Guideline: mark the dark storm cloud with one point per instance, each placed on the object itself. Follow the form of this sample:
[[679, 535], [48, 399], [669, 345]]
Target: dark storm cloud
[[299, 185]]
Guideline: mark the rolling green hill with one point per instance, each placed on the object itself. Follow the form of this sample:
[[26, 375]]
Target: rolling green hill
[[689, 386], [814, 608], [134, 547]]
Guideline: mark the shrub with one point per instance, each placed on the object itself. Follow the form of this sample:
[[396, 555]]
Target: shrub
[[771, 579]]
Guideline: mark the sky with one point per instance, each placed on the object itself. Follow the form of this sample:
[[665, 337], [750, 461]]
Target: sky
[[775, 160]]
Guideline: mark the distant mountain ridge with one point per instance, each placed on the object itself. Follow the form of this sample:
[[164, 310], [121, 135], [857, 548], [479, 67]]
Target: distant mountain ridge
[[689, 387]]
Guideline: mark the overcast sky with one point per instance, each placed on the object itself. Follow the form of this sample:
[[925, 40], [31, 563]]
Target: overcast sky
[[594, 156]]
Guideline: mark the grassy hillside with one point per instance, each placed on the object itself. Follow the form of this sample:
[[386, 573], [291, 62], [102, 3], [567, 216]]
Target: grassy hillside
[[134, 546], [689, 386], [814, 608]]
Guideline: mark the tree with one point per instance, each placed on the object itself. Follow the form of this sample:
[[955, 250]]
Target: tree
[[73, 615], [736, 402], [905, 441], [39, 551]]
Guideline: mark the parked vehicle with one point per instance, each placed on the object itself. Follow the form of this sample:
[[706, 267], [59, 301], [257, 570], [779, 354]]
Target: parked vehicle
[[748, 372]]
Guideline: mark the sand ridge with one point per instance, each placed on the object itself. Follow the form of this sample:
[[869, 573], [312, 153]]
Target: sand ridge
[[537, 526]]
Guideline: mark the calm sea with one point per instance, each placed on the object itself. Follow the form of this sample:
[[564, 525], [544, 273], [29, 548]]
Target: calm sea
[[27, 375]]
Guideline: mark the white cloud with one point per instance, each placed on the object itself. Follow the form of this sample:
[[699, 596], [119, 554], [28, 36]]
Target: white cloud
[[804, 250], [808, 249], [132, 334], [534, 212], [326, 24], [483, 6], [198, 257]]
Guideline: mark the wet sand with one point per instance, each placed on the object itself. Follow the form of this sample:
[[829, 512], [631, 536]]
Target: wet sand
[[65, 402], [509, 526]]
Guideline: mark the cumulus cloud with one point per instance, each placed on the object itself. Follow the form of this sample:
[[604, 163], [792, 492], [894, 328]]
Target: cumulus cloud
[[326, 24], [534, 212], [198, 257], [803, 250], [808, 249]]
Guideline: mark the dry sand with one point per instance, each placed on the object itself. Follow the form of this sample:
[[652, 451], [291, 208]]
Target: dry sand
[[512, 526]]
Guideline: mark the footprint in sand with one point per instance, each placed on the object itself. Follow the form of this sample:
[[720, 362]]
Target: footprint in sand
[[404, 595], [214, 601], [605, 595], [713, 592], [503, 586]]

### GIVEN PROBLEM:
Copy out all of the material above, switching every "Guideline" to "Instruction" and leaving everything else unchanged.

### SOLUTION FOR THIS TASK:
Instruction: mark the dark storm cloud with one point per instance, each placed on the object itself. Follow the form of this sample:
[[679, 535], [48, 399], [669, 345]]
Target: dark storm cloud
[[299, 185]]
Instruction: mark the rolling green hill with one point per instance, each placed on the object itself. Follow the form of this sample:
[[26, 375]]
Target: rolling green hill
[[689, 386], [814, 608], [134, 547]]
Instruction: mark the shrub with one point per instance, each placed on the object itself. Follow the form of this sample:
[[396, 555]]
Target: shrub
[[771, 579]]
Instruction: mark the sky with one point per instance, each placed on the object itself. Follow the form of this sample:
[[665, 337], [750, 461]]
Target: sky
[[775, 160]]
Instruction: mark the distant mountain ridge with one point per instance, each placed on the object itself. Follow the form of this sample:
[[164, 310], [121, 135], [857, 548], [479, 67]]
Target: distant mountain ridge
[[689, 387]]
Instruction: mark the overcast sky with one point per instance, each placed on the object itself. Follow the form of this sample:
[[925, 40], [31, 563]]
Target: overcast sky
[[594, 156]]
Instruction: mark the grassy hillside with one point per instance, each placed on the object itself. Follow the form of this sample:
[[386, 573], [291, 62], [102, 3], [567, 216]]
Target: grassy hillside
[[134, 546], [689, 386], [814, 608]]
Instruction: mark the tree with one point per instance, each placed on the object itself. Follow the form of this sample:
[[955, 250]]
Target: tree
[[73, 615], [736, 402], [905, 441], [39, 551]]
Instruction: mark the parked vehicle with one point per instance, each placed on the object itself. Follow the form of this sample:
[[706, 267], [59, 301], [257, 570], [779, 354]]
Target: parked vehicle
[[748, 372]]
Instruction: mark the sand ridge with one point per instance, each placed on the object itself. Follow the form of this sample:
[[869, 573], [312, 153]]
Target: sand ridge
[[537, 526]]
Instruction: mark the calm sea with one point per instance, each placed on the object itself. Follow the form of this sample:
[[564, 525], [544, 273], [29, 548]]
Target: calm sea
[[27, 375]]
Instruction: mark the white cloud with one point per instance, each placed on the object itself. Follow the form of this sample:
[[699, 596], [119, 554], [28, 36]]
Target: white cloud
[[804, 250], [808, 249], [132, 334], [534, 212], [326, 24], [483, 6], [198, 257]]
Instruction: mark the wet sand with one point per instance, each placed on the object itself. Follow the form of this sample:
[[829, 512], [631, 536]]
Target: wet sand
[[65, 402], [509, 526]]
Instruction: mark the cumulus cloud with one point per instance, each placed on the object itself. Follow the form of this sample:
[[604, 163], [792, 492], [894, 328]]
Target: cumulus cloud
[[326, 24], [534, 212], [198, 257], [803, 250], [808, 249]]
Instruction: mark the dry sand with one point per instance, each placed on the object itself. Follow the form of this sample:
[[652, 451], [291, 208]]
Target: dry sand
[[512, 526]]
Instruction: mark the footprint in sand with one point per instance, each placed on the object itself. Follow the form of this sample:
[[720, 362]]
Target: footprint in sand
[[404, 595], [214, 601], [605, 595], [713, 592], [503, 586]]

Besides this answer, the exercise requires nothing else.